# [WRITTEN PROBLEM]
Rewrite the material below, replacing every "agriculture scouting log" with "field survey record" and leaving everything else as it is.

# [STORED DATA]
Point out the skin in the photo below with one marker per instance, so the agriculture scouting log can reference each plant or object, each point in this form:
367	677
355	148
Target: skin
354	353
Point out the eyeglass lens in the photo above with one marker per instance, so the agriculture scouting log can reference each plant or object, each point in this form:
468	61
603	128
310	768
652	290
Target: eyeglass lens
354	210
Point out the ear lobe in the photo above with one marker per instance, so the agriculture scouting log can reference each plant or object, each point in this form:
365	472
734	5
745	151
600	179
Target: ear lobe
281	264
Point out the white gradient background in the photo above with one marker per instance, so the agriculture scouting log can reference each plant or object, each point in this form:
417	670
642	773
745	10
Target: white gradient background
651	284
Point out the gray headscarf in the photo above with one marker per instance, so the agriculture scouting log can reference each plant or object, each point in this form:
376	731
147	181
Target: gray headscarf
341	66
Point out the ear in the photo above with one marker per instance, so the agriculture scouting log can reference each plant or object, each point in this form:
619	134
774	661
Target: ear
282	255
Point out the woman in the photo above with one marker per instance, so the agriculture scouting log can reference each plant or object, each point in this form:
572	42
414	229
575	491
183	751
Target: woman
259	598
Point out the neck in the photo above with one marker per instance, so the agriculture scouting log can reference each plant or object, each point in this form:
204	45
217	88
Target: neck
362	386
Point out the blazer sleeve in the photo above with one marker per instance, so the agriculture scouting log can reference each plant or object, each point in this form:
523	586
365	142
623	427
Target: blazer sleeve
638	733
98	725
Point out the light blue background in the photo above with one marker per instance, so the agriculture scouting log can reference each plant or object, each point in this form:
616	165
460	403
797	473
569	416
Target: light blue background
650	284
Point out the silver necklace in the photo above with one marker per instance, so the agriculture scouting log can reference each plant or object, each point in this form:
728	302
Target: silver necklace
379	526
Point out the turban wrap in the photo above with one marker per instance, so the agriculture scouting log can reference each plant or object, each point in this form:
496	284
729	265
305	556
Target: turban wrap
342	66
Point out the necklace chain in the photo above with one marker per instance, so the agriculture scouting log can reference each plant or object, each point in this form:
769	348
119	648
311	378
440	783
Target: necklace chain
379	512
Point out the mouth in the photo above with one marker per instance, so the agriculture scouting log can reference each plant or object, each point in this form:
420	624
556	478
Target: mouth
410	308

# [SOLUTION TO THIS TASK]
Point out the skin in the photo below with one marker per instance, so the field survey record can reference each plant or object, each point in this form:
367	677
355	148
Target: skin
354	353
Point out the eyeglass lens in the photo above with one marker per instance, so the field survey record can reference each plant or object, each point in this form:
468	61
603	128
310	768
652	290
Target: eyeglass lens
354	210
Point out the ear lobe in the photo above with one marker per instance, so the field survey record can reference each plant or object, each point in this form:
365	472
734	5
745	151
600	179
Target: ear lobe
281	264
Point out the white gradient background in the photo above with one marker per instance, so the field survey record can reference each plant or object, each point in this form:
417	670
642	773
745	10
Target: white gradient background
651	284
Point out the gray headscarf in the photo above with one marker per instance, so the field survey record can reference each plant or object, each point in this form:
376	731
147	181
Target: gray headscarf
341	66
Point out the ear in the photo above with one marker per instance, so the field survey record can reference each plant or object, each point in this form:
619	134
774	661
Target: ear
282	255
Point out the woman in the photo above with one marker per instance, so the field survey record can reference each plant or object, each point in this form:
572	42
414	229
575	491
183	751
Target: woman
259	598
Point out the neck in the photo above with one marker per instance, so the field survey record can reference each plant or object, each point in this form:
204	45
217	88
Target: neck
362	386
Point out the blazer sleeve in the photo above with one marker per instance, so the field survey record can reference each plant or object, each point in this form:
523	586
365	142
623	427
Target: blazer sleeve
638	733
98	725
Point out the light blue background in the photo above with one marker per instance, so the field survey record can reference each plant or object, each point in this form:
616	165
460	403
797	473
569	416
Target: light blue background
650	284
Point out the silver necklace in the photo above with one marker per instance, so the field survey record can reference each plant or object, each point in this form:
728	302
Target: silver necklace
379	526
Point out the turban wrap in the photo above with one marker per instance, so the field survey record can reference each plant or object, each point in this form:
496	284
729	265
305	556
Target: turban wrap
342	66
Point out the necklace chain in the photo above with one marker per instance, so the field survey record can reference each plant or object, each point in this form:
769	348
119	648
311	378
440	783
Target: necklace chain
379	512
Point out the mouth in the photo above with one marker per instance, so the field survey record can reference each plant or object, each point in this form:
420	624
556	478
Target: mouth
410	308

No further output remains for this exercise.